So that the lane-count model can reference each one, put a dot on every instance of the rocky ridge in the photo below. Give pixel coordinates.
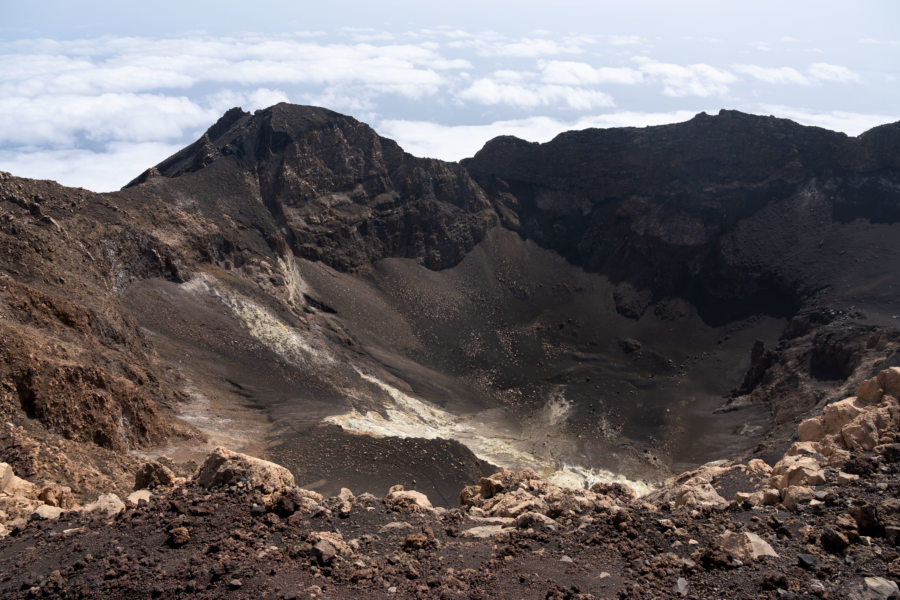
(823, 523)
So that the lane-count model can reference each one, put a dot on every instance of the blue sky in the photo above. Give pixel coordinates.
(92, 93)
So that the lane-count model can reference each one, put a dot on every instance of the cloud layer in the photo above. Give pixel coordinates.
(95, 112)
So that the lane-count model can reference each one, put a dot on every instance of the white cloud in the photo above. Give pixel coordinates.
(579, 73)
(59, 120)
(103, 171)
(455, 142)
(773, 74)
(833, 73)
(136, 65)
(687, 80)
(489, 91)
(626, 40)
(491, 44)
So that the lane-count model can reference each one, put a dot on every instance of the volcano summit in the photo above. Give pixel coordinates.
(613, 306)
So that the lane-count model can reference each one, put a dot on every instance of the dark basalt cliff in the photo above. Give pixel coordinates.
(330, 188)
(592, 300)
(740, 214)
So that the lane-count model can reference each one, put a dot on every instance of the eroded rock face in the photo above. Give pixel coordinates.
(226, 468)
(746, 545)
(333, 189)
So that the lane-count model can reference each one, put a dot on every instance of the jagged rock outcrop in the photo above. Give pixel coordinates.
(327, 187)
(689, 209)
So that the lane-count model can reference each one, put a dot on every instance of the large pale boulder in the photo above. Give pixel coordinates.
(869, 391)
(697, 495)
(811, 430)
(838, 414)
(889, 380)
(796, 495)
(864, 432)
(517, 502)
(745, 545)
(111, 504)
(226, 468)
(47, 512)
(13, 485)
(399, 498)
(797, 470)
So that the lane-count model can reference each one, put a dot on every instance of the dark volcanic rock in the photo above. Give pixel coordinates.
(330, 188)
(739, 213)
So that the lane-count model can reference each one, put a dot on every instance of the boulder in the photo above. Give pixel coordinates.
(699, 495)
(869, 391)
(838, 414)
(847, 478)
(811, 430)
(864, 432)
(226, 468)
(485, 531)
(889, 380)
(57, 495)
(108, 503)
(745, 545)
(13, 485)
(153, 474)
(401, 499)
(770, 497)
(47, 512)
(796, 495)
(346, 501)
(797, 471)
(136, 496)
(535, 520)
(517, 502)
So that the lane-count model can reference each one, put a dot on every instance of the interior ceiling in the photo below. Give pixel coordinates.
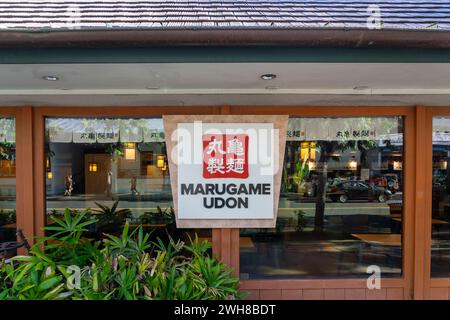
(180, 84)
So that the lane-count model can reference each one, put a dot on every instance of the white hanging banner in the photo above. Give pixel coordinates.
(107, 130)
(342, 129)
(84, 131)
(7, 130)
(296, 130)
(153, 135)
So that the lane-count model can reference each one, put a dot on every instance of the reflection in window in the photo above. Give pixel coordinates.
(105, 164)
(340, 208)
(440, 223)
(7, 183)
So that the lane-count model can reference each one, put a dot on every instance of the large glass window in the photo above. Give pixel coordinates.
(340, 208)
(440, 223)
(7, 182)
(111, 163)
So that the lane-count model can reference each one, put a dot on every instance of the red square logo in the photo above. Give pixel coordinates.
(225, 156)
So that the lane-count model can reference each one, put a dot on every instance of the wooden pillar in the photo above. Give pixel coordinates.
(24, 173)
(422, 221)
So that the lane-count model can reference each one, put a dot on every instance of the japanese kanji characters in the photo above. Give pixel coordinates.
(225, 156)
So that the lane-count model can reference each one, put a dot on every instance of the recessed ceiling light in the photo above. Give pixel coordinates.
(50, 78)
(268, 76)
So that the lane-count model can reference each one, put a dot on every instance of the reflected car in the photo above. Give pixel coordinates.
(358, 190)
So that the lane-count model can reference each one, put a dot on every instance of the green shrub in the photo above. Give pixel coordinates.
(128, 267)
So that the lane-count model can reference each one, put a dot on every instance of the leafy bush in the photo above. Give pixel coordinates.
(120, 267)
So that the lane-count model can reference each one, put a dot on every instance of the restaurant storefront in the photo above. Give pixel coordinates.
(360, 187)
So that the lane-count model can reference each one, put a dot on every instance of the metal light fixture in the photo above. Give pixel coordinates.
(268, 76)
(93, 167)
(130, 151)
(50, 78)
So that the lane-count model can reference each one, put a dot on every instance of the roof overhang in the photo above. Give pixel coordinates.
(320, 37)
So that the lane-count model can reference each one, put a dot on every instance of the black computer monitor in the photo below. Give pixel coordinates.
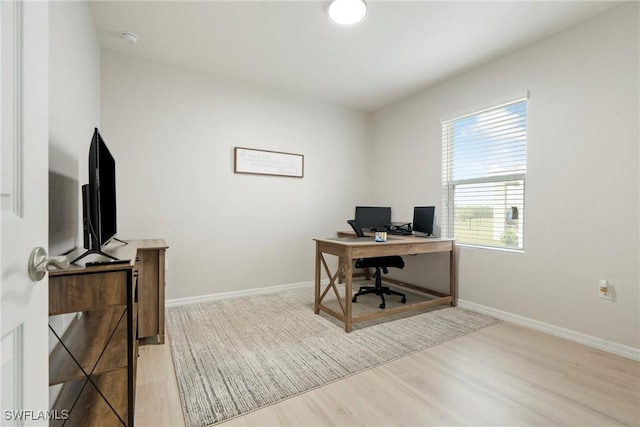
(373, 217)
(423, 220)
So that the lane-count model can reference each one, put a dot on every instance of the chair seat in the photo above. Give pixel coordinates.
(382, 262)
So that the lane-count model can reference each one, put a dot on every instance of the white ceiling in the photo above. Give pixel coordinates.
(400, 48)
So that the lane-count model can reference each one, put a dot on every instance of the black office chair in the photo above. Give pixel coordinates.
(381, 264)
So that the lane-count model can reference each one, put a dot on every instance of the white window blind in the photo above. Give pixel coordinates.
(484, 169)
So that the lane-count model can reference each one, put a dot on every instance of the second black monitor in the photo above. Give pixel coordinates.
(373, 216)
(423, 220)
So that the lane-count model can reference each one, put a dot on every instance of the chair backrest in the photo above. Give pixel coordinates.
(356, 227)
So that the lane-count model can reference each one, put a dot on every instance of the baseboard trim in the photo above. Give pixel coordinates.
(568, 334)
(174, 302)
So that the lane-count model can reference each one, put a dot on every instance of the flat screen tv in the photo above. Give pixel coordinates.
(99, 199)
(423, 220)
(376, 217)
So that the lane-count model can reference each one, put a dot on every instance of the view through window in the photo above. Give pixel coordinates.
(484, 172)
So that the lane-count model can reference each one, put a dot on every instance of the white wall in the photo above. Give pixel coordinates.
(582, 195)
(74, 110)
(172, 133)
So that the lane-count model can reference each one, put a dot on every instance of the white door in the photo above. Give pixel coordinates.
(24, 165)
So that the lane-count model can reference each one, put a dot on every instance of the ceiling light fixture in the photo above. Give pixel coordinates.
(347, 12)
(130, 37)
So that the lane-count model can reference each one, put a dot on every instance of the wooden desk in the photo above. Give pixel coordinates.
(348, 249)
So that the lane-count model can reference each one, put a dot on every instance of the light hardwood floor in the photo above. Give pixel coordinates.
(501, 375)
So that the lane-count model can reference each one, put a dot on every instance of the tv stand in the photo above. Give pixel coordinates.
(94, 361)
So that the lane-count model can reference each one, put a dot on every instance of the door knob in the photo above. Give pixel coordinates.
(39, 263)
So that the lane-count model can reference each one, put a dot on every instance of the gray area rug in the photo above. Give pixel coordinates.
(236, 355)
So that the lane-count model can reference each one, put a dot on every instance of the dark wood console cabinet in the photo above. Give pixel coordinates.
(95, 358)
(151, 265)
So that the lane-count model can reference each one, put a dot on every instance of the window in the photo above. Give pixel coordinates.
(484, 169)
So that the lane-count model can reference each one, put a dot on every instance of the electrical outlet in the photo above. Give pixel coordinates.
(605, 289)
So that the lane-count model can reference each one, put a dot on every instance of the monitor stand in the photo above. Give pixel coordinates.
(91, 252)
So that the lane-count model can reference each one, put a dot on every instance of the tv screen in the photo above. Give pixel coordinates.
(373, 216)
(101, 193)
(423, 220)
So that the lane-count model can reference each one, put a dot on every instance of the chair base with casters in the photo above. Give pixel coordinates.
(380, 264)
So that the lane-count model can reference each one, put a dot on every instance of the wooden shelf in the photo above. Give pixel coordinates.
(98, 334)
(96, 357)
(91, 408)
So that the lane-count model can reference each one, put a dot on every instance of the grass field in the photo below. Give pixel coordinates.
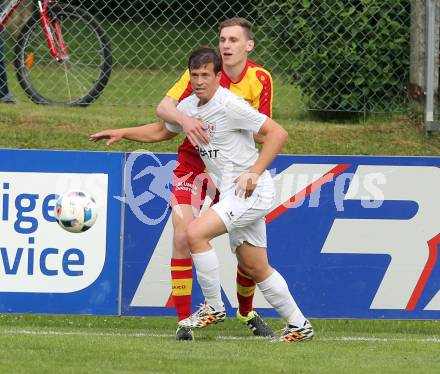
(84, 344)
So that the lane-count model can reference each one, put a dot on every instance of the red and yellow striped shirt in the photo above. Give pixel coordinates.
(254, 85)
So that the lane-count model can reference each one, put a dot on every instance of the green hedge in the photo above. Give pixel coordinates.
(350, 55)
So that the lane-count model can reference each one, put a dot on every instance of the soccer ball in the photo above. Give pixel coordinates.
(76, 211)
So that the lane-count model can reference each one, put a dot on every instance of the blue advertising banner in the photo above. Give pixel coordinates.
(355, 237)
(44, 268)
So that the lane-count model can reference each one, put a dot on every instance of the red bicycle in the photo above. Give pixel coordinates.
(62, 55)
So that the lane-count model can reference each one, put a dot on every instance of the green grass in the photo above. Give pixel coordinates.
(83, 344)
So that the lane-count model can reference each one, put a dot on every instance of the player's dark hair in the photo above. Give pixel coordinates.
(238, 21)
(203, 56)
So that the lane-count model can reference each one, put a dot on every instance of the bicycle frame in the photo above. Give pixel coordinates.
(55, 41)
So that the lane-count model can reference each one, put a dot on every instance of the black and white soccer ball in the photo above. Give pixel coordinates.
(76, 211)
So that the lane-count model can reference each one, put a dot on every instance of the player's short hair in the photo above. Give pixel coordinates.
(203, 56)
(238, 21)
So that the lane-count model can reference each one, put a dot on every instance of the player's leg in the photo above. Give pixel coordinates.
(185, 195)
(199, 233)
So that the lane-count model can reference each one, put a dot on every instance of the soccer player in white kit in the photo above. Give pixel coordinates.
(246, 195)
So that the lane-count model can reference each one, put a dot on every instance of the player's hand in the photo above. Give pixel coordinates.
(245, 184)
(113, 136)
(195, 131)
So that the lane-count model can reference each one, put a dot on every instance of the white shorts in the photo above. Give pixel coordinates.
(245, 218)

[YOUR TASK] In the records above, find the line containing "hedge in the photo above. Give pixel coordinates."; please retype it and every line after it through the last line, exactly and with nothing else.

[RESPONSE TO THE EXERCISE]
So that the lane-count model can reference each one, put a dot on every instance of the green hedge in the photo above. Give pixel coordinates.
(350, 55)
So that the lane-count model can reference each one, put a dot on every instance of the soccer ball in the photo above. Give pixel coordinates.
(76, 211)
So that the lane-count model can reference each one, put a dot on every instance of the blue advertising banner in the photo above. Give pixel coordinates.
(355, 237)
(44, 268)
So that the lane-count model can reference each one, put a dot on every instance of the red bicycle in the photo above. Give pixel coordinates.
(62, 55)
So that the lane-count model can reference each one, put a dot on every instance of the green grass in the photo above. Give pixel coordinates.
(83, 344)
So that the lane-count model can reference each one, put a dot on every instance of the player's dark hair in the photo above. Give pixel coordinates.
(238, 21)
(203, 56)
So that the lane-count model can reference each one, put a dot on every instance of the bicycle frame in the photo above. Give pixel coordinates.
(55, 41)
So that the lane-count model can reference each one, put a dot on every instance of the black and white soccer ball in the photo above. Give pixel coordinates.
(76, 211)
So that the lane-count model can reference each one, put a dot on every instance of the player's short hair in the photo above. Give pixel coordinates.
(203, 56)
(238, 21)
So that the lane-count model can reference each one, put a dot on every instance of the player's leg in the photo above. Give pixel coordinates.
(185, 195)
(199, 233)
So that the lane-count model can reference each one, put a dot on every instance of the soccer player in white kit in the photo above. Give pixel coordinates.
(246, 195)
So that the lane-count model can reference each one, put a dot on every instance of the player's hand in the photo above. Give pixel coordinates.
(245, 184)
(113, 136)
(195, 131)
So that the lane-count model can reference each one, put a dot on every instance of the white shorts in the photo above. Give pixel coordinates.
(245, 218)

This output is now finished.